What to do >> Update the items below by replacing "photo" with "image" wherever it appears, keeping everything else unchanged. Leave the pictures out of your answer.

Dataset content >>
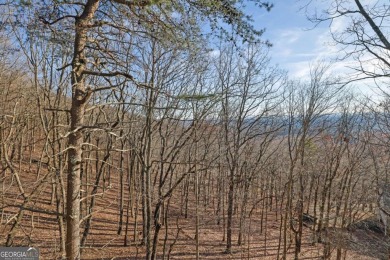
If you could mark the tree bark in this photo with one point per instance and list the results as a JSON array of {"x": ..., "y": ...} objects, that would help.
[{"x": 80, "y": 96}]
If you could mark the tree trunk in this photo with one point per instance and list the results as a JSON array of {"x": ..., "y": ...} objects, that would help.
[{"x": 80, "y": 96}]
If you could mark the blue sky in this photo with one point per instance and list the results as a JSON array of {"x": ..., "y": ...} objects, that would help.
[{"x": 298, "y": 44}]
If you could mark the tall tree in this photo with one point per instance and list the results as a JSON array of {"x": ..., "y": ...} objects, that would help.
[{"x": 98, "y": 32}]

Written response >>
If you could mark the tree bark in this image with one point per instance and list the results as a JSON array of {"x": ..., "y": ...} objects, that would help.
[{"x": 80, "y": 96}]
If you could mark the tree trunk in this image with one point per instance and list the results as a JSON array of {"x": ..., "y": ...} objects, that would help.
[{"x": 80, "y": 96}]
If you could mark the blue sky in this image with one point per instance and list the results as a JSON array of {"x": ..., "y": ...} objects, that would help.
[{"x": 298, "y": 44}]
If you could mark the tall tree in this image with one point per instance and list the results as a JSON array of {"x": ..., "y": ...} objects, that would help.
[{"x": 98, "y": 32}]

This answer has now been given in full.